**Written request**
Write out the whole of the material exactly.

━━━━━━━━━━━━━━━━━━━━━━━━━━━━━━

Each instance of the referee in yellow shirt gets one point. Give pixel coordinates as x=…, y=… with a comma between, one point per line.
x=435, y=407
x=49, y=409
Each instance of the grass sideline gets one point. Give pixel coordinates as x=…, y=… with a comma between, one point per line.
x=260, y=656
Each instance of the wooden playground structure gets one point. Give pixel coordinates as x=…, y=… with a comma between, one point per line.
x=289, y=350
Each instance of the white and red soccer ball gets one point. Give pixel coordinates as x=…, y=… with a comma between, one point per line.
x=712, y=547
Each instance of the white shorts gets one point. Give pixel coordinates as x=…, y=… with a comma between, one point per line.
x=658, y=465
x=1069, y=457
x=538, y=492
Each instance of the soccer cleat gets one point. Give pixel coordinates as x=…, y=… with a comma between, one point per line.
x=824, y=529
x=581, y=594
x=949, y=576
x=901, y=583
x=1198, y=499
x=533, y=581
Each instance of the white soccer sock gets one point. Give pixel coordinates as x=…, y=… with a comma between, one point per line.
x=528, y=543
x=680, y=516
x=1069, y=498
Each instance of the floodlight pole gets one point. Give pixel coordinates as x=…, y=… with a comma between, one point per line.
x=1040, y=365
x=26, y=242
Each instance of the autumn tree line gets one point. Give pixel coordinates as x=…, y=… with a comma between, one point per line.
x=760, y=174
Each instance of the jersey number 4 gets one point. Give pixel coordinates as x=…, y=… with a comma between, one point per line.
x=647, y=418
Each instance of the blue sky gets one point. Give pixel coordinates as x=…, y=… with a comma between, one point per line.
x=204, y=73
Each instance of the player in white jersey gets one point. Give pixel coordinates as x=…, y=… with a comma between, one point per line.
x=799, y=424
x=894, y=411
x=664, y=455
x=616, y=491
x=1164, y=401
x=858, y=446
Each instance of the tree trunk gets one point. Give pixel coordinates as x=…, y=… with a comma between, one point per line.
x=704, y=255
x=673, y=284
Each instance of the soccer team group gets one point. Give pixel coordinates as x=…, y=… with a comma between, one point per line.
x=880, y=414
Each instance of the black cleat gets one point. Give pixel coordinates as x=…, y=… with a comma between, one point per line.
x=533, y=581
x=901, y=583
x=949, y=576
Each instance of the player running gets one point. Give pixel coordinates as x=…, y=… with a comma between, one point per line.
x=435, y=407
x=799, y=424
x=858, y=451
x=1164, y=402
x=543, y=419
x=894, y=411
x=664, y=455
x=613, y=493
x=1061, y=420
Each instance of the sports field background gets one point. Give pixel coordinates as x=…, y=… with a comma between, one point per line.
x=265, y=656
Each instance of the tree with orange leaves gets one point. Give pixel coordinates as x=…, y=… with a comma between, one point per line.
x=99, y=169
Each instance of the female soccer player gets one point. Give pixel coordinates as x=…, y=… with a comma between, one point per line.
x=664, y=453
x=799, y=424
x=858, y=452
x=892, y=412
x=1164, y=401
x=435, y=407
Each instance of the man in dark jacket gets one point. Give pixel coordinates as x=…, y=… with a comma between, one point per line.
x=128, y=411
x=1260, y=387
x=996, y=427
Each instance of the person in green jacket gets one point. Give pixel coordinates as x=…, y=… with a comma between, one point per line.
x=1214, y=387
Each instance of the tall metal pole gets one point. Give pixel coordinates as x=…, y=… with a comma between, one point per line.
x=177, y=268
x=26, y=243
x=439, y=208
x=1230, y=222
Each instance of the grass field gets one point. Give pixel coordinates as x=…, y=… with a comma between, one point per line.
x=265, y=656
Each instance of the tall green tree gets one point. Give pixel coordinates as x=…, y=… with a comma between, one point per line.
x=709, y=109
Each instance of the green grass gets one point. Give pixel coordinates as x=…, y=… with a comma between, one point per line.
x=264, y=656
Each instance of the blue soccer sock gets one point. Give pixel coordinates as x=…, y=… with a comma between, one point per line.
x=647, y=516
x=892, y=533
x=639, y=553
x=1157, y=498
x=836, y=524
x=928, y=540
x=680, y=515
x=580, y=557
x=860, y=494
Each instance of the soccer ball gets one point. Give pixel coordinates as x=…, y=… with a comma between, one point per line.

━━━━━━━━━━━━━━━━━━━━━━━━━━━━━━

**Full answer**
Each instance of the referee in yellow shirt gets one point. Give pixel coordinates as x=…, y=… with a comma between, one point per line.
x=435, y=407
x=49, y=409
Each instance of the grass sideline gets one point. Give pixel coordinates as x=…, y=… with a comma between, one point per line.
x=260, y=656
Each instance of the wooden playground structure gets one point. Give pixel coordinates as x=…, y=… with a comma between, one point per line.
x=289, y=350
Each instance of the white and red soccer ball gets one point. Give pixel coordinates as x=…, y=… with a comma between, one point per line.
x=712, y=547
Each instance of the white shorts gets one point. Give pixel coordinates as x=…, y=… with a comma between, one point per line.
x=658, y=465
x=1069, y=457
x=538, y=492
Each instance of the soccer cleat gets one point. Give pixel coordinates as x=…, y=… with a comma between, one point per line.
x=824, y=529
x=581, y=594
x=949, y=576
x=901, y=583
x=1198, y=499
x=533, y=581
Each instance of the white soccer sock gets one point. Give pixel coordinates as x=…, y=… with a comma between, one point per line.
x=528, y=543
x=680, y=516
x=1069, y=498
Each instance of the floodlight pole gets one point. Give pixel coordinates as x=…, y=… with a comma between, one point per line.
x=1040, y=365
x=26, y=242
Each instance of the autumn tree line gets one point. Give pixel coordinates as x=…, y=… with a comma between, one point per line.
x=760, y=174
Each instance of the jersey number 4 gets one point. Give pixel coordinates as x=…, y=… with a comma between, one point per line.
x=647, y=418
Each instance of the blue sky gets one point. Give pixel coordinates as x=…, y=… with a comma between, one point per line.
x=204, y=73
Each instance of the player in white jersey gets one point. Give pixel coordinates as x=…, y=… with a comma between, one point per line.
x=799, y=424
x=894, y=411
x=664, y=455
x=616, y=491
x=1164, y=401
x=858, y=446
Each instance of the tree trunk gets one point. Give pixel coordinates as x=…, y=… with a comma between, one point per line.
x=704, y=255
x=673, y=284
Each instance of the soccer team group gets one point. Give pixel coordinates as x=…, y=… with a comma between, one point per line.
x=880, y=414
Each instance of the black cleat gets one point. Give pixel coordinates as x=…, y=… with a comma between, one point per line.
x=533, y=581
x=901, y=583
x=949, y=576
Each instance of the player running gets one point. Give pixel coordinates as x=…, y=… with a comma between, one point per line.
x=435, y=407
x=799, y=424
x=858, y=451
x=1164, y=402
x=543, y=419
x=894, y=411
x=664, y=455
x=613, y=493
x=1061, y=420
Each instance of the sports field background gets one point. Give pixel coordinates as x=…, y=… with a comma between, one point per line.
x=265, y=656
Each instance of the tree with orange leaves gets one point. Give pixel coordinates as x=…, y=… with a comma between, one point per line.
x=99, y=169
Each instance of the female soccer player gets one point. Give pixel coordinates as x=…, y=… with a comma between, one point per line.
x=664, y=453
x=799, y=424
x=858, y=452
x=892, y=412
x=1164, y=401
x=435, y=407
Each instance of the man in dark jacket gets one point. Give pixel coordinates as x=…, y=… with a comma between, one point per line.
x=128, y=411
x=1260, y=387
x=996, y=427
Each instance of the person in green jacket gets one point. Give pixel coordinates as x=…, y=… with a comma between, one point per line.
x=1214, y=387
Each instance of the tall metal pole gets one point. Give pixel coordinates as x=…, y=… with a comma between, one point per line.
x=177, y=268
x=26, y=243
x=439, y=208
x=1230, y=222
Each instance of the grass field gets one point. Give pixel coordinates as x=…, y=… with a comma between, one point per line.
x=265, y=656
Each instance of the tall green tree gets one point. Give pixel coordinates as x=…, y=… with a comma between, one point per line.
x=709, y=109
Each instance of the green grass gets one point. Give pixel coordinates as x=…, y=… with a comma between, one point per line.
x=264, y=656
Each instance of the blue soccer sock gets one point. Give pixel coordinates as x=…, y=… with a comma between, one point per line.
x=647, y=516
x=892, y=533
x=639, y=553
x=1157, y=498
x=836, y=524
x=928, y=540
x=680, y=515
x=580, y=557
x=860, y=494
Each instance of the soccer ball gets one point. Give pixel coordinates as x=…, y=… with a comma between, one point per line.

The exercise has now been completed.